INPUT MATERIAL
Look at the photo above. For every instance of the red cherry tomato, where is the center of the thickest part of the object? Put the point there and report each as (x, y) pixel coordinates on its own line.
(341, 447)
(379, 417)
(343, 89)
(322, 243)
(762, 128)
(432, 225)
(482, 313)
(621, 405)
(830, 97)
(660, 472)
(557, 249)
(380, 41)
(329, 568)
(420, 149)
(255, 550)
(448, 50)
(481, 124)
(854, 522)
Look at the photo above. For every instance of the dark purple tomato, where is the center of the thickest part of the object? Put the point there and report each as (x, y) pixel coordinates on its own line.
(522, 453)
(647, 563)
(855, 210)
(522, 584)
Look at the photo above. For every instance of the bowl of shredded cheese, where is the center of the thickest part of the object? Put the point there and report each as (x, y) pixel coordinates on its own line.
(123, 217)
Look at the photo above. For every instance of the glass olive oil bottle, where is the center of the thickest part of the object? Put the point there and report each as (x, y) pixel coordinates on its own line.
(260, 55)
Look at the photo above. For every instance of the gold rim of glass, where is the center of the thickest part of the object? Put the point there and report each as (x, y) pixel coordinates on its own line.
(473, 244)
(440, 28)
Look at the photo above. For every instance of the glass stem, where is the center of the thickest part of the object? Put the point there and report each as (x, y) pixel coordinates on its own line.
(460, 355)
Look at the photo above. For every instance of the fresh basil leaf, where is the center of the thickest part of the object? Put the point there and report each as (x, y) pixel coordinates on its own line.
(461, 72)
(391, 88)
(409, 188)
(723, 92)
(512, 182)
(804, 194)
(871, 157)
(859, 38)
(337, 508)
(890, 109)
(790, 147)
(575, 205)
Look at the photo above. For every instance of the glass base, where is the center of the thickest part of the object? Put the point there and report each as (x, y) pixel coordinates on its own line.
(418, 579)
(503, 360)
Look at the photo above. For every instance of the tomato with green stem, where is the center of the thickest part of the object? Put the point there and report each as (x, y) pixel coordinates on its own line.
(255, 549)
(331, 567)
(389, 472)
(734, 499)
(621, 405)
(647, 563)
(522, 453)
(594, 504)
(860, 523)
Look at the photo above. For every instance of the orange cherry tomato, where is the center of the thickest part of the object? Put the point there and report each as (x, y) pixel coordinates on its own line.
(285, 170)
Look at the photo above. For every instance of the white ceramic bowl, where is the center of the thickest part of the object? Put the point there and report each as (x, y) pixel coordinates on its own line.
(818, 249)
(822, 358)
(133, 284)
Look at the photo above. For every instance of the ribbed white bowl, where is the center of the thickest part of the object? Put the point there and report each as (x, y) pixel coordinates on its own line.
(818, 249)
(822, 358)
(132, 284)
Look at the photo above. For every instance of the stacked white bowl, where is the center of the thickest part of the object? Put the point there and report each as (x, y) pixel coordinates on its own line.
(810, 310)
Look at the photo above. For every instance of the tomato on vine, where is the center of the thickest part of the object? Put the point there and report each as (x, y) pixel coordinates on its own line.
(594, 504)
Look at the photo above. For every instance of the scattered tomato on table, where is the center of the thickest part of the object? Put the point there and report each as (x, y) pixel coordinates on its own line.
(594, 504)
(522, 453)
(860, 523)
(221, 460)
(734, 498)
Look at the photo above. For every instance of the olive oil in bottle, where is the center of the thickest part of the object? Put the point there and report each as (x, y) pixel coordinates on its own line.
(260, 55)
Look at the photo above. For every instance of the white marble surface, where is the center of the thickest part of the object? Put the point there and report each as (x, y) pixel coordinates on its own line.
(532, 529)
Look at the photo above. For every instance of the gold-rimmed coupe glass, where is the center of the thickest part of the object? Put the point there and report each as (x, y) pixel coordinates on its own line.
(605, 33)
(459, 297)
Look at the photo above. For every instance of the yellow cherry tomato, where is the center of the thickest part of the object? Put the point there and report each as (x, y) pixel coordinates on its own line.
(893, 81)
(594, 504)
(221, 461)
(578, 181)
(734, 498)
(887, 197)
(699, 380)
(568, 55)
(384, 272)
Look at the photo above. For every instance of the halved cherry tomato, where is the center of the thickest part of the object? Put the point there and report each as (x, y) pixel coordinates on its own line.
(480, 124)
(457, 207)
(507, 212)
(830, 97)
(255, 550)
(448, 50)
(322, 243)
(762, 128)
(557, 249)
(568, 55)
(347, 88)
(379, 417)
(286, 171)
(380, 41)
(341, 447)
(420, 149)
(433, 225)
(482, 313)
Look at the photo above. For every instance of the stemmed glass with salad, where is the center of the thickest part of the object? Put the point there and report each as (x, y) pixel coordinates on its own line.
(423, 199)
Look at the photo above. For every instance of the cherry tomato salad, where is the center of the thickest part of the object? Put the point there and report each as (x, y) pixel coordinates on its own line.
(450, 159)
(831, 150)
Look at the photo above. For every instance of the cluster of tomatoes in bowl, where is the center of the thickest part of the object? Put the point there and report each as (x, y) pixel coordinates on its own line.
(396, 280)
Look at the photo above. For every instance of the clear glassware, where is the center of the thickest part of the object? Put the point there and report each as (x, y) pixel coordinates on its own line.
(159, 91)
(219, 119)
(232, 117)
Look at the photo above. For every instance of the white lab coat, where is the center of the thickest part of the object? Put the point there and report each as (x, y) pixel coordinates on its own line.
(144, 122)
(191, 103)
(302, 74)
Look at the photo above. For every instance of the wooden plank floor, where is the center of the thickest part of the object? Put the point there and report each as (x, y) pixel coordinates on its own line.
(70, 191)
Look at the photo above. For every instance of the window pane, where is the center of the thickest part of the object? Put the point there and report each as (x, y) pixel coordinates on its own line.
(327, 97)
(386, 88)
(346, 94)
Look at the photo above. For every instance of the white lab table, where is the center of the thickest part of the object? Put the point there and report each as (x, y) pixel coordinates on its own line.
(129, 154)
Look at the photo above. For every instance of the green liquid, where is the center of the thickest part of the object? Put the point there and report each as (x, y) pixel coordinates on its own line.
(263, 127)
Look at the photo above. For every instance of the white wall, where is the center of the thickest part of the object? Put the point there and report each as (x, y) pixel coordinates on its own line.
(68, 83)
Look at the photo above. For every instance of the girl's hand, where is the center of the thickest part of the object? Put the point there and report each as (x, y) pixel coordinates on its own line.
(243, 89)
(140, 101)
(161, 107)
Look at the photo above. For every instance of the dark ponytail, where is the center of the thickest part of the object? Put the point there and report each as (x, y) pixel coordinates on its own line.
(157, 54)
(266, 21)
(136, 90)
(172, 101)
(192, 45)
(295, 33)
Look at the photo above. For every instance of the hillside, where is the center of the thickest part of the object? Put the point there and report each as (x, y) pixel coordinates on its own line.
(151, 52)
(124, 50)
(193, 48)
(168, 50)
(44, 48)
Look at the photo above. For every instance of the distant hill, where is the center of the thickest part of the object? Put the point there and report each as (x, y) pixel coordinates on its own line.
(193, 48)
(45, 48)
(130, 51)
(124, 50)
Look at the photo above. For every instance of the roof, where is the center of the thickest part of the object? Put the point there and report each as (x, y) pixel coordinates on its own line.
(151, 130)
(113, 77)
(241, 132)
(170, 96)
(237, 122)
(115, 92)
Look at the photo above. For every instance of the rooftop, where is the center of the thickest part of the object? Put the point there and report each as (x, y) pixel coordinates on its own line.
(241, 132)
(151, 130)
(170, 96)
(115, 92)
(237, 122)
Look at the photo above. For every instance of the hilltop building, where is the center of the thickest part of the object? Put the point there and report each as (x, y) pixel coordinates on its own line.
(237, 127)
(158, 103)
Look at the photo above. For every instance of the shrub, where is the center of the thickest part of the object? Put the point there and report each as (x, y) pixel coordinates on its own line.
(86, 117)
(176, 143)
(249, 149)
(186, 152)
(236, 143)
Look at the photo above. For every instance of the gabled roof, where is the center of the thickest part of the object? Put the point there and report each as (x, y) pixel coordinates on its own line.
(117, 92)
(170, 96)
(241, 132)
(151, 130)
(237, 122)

YOUR GOAL
Set down no line except those from the one with "Look at the photo above. For every instance of the distant" to the last line of the data, inclusive, each exactly as written.

SOLVED EXERCISE
Look at the photo above. For every instance of the distant hill, where is the center of the thickest part of the object? Put the point there and report each as (x, y) pixel coordinates on its own line.
(193, 48)
(45, 48)
(130, 51)
(124, 50)
Look at the photo above. For every instance of the roof, where is the center of the thickest part of the object? Put the point there and report each as (x, y) pixel coordinates on its own line.
(151, 130)
(113, 77)
(241, 132)
(170, 96)
(237, 122)
(115, 92)
Look at the photo above. For every instance of the rooftop, where is the center of the thickest part of the object? Put the point there and report each as (x, y) pixel coordinates on its own line.
(241, 132)
(151, 130)
(170, 96)
(115, 92)
(237, 122)
Look at the photo above. For every instance of the hilltop building, where is the center of the thickest part of the object? Put the point there and report each as (x, y) pixel coordinates on its own line.
(237, 127)
(158, 103)
Look at the photo above. For every instance of the shrub, where is the center of the thickest part of the object? Put the point there and report each as (x, y) pixel coordinates on its own line.
(86, 117)
(176, 143)
(249, 149)
(186, 152)
(236, 143)
Look at the photo above. For every instance of the gabled roof, where is the center of the thickest part of the object? Put the point there and report each as (x, y) pixel coordinates on its own line.
(117, 92)
(170, 96)
(241, 132)
(151, 130)
(237, 122)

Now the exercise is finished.